» TASK BRIEF
Copy out every one of the entries below verbatim, keeping each line unchanged.

» MATERIALS PROVIDED
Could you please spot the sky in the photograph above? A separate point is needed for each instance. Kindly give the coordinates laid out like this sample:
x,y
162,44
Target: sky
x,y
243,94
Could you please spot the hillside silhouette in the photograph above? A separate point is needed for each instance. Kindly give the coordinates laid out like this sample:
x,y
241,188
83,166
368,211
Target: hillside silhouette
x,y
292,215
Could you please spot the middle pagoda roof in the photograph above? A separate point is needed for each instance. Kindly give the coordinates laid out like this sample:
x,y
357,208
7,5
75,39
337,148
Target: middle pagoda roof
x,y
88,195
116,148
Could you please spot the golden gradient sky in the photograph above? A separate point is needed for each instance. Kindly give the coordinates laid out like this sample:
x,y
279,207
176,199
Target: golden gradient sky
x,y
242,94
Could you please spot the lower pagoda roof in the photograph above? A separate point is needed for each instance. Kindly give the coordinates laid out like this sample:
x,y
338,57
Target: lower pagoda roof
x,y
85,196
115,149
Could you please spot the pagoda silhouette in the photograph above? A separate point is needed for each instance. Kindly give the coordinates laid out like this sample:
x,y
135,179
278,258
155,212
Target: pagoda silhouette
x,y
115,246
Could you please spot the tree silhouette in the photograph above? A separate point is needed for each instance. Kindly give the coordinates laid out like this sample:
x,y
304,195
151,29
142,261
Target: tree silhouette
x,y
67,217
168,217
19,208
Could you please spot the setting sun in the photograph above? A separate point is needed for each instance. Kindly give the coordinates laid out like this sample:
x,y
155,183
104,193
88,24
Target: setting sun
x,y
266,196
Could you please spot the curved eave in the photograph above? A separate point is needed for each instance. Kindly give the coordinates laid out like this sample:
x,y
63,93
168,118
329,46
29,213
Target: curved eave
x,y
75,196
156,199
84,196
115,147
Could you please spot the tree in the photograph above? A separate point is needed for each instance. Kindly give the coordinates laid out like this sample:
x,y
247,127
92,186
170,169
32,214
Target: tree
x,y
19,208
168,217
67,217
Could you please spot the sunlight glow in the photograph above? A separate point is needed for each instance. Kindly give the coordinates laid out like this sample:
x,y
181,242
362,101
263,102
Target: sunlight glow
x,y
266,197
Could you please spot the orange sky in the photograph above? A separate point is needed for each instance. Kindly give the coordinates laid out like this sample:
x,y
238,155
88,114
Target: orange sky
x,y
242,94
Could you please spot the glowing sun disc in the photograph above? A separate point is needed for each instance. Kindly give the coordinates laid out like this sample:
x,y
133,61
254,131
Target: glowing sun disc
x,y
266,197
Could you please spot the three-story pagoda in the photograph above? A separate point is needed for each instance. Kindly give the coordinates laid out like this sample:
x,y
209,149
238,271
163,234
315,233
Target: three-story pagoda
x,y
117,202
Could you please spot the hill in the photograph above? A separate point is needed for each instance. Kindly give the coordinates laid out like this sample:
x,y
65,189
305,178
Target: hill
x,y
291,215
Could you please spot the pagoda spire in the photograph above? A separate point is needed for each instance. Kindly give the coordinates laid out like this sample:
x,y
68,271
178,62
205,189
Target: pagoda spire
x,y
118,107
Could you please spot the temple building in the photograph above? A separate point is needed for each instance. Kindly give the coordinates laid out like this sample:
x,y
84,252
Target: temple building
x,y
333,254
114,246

» ANSWER FOR THIS EXERCISE
Could you please spot the sky in the photograph above? A separate point is needed for each instance. Kindly give the coordinates laid out like this sample:
x,y
162,44
Target: sky
x,y
243,94
Could you please spot the hillside silhouette in the photograph above? A separate point is needed for each instance. Kindly give the coordinates laid out like this sample:
x,y
241,188
83,166
368,211
Target: hillside silhouette
x,y
292,215
Could you please spot the middle pagoda roof in the photograph above? A separate point is needed for each instance. Kindly give the coordinates laid out like this sample:
x,y
357,208
7,5
75,39
337,148
Target: middle pagoda roof
x,y
88,195
116,148
Could you please spot the golden gradient sky in the photograph above? A separate point is needed for each instance. Kindly give the coordinates laid out like this sample:
x,y
279,207
176,199
Target: golden gradient sky
x,y
242,94
Could you please spot the lower pagoda roof in the photograph above? A separate point is needed for each instance. Kindly give the coordinates laid out like this sample:
x,y
338,57
Target: lower pagoda roof
x,y
85,196
115,149
Could you please spot the pagoda silhouette in the photograph above? A separate point is needed for each instance. Kindly give the coordinates laid out like this sample:
x,y
135,179
278,258
155,212
Target: pagoda silhouette
x,y
115,246
Could you please spot the tree silhouette in the photograph above? A separate point is needed for each instance. Kindly give the coordinates laid out like this sample:
x,y
304,195
151,29
142,261
Target: tree silhouette
x,y
67,217
168,217
19,208
Could you please spot the setting sun in the photograph above? A separate point is needed for each instance. Kindly give the coordinates laid out like this sample:
x,y
155,183
104,193
88,24
Target: setting sun
x,y
266,196
Could you please spot the curved eave in the photograph above? A separate point is needed for each instance. Kindly give the coordinates laid out like this sample:
x,y
63,93
168,118
329,46
29,213
Target: curved eave
x,y
75,196
156,199
84,196
115,147
Could you please spot the tree in the photograph above? A separate point is needed for each instance. Kindly give the coordinates laid out like this sample:
x,y
247,127
92,186
170,169
32,214
Target: tree
x,y
19,208
168,217
67,217
Could you please spot the sunlight glow in the photograph above? A separate point is needed for each instance. Kindly give the coordinates laid out like this sample:
x,y
181,242
362,101
263,102
Target: sunlight glow
x,y
266,197
Could you please spot the orange sky in the photograph above? A separate point is needed for each instance. Kindly give the coordinates laid out like this sample:
x,y
238,155
88,114
Target: orange sky
x,y
242,94
Could you please spot the glowing sun disc in the photograph above? A separate point is needed for each instance. Kindly give the coordinates laid out like this sample:
x,y
133,61
254,131
Target: glowing sun disc
x,y
266,197
Could you please spot the three-story pagoda in the photograph above? A separate point is needed for each instance. Kindly give the coordinates laid out like this sample:
x,y
209,149
238,271
163,234
315,233
Target: three-story pagoda
x,y
117,202
Could you please spot the hill in the photograph above? A separate point is needed for each instance. Kindly give the coordinates laid out like this sample:
x,y
65,189
305,178
Target: hill
x,y
291,215
Could you please spot the pagoda spire in the photograph above? A separate point is needed for each instance. Kindly give the coordinates laid out like this sample:
x,y
68,271
178,62
205,189
Target: pagoda spire
x,y
118,107
Could you please spot the temple building in the photograph above? A separate point is needed for each instance. Kindly give the coordinates laid out like this sample:
x,y
84,252
Target: temple building
x,y
333,254
114,246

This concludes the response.